-- Begin Data for the task --
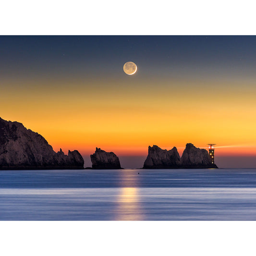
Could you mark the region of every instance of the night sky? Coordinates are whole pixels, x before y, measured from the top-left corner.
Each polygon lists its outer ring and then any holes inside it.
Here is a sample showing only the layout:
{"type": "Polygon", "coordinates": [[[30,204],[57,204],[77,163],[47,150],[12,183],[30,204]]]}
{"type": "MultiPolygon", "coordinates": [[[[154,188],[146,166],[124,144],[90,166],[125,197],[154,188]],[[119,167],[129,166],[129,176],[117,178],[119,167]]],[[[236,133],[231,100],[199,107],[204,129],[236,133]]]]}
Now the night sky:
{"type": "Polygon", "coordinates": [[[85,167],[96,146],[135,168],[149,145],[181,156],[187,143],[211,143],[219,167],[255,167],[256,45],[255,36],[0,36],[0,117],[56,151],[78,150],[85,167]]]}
-- End Data for the task --
• Directions
Put each line of the entries above into a JSON list of strings, one string per line, with blank lines left out. Leave the pictures out of the list.

• Answer
[
  "Could you mark the region of every instance of the night sky? Coordinates are whole pixels, x before y, measured from the top-left corner.",
  "Each polygon lists its outer ring and then any holes inside it.",
  "Here is a sample showing only the layout:",
  "{\"type\": \"Polygon\", \"coordinates\": [[[30,204],[57,204],[77,163],[47,150],[12,183],[30,204]]]}",
  "{\"type\": \"MultiPolygon\", \"coordinates\": [[[[154,188],[146,166],[124,144],[90,166],[125,197],[154,188]],[[119,167],[129,166],[129,176],[117,178],[119,167]]],[[[236,133],[231,100],[199,107],[204,129],[236,133]]]]}",
  "Now the night sky:",
  "{\"type\": \"Polygon\", \"coordinates\": [[[85,167],[96,146],[135,168],[149,145],[181,156],[187,143],[211,143],[219,167],[255,167],[256,45],[255,36],[0,36],[0,117],[56,151],[78,150],[85,167]]]}"
]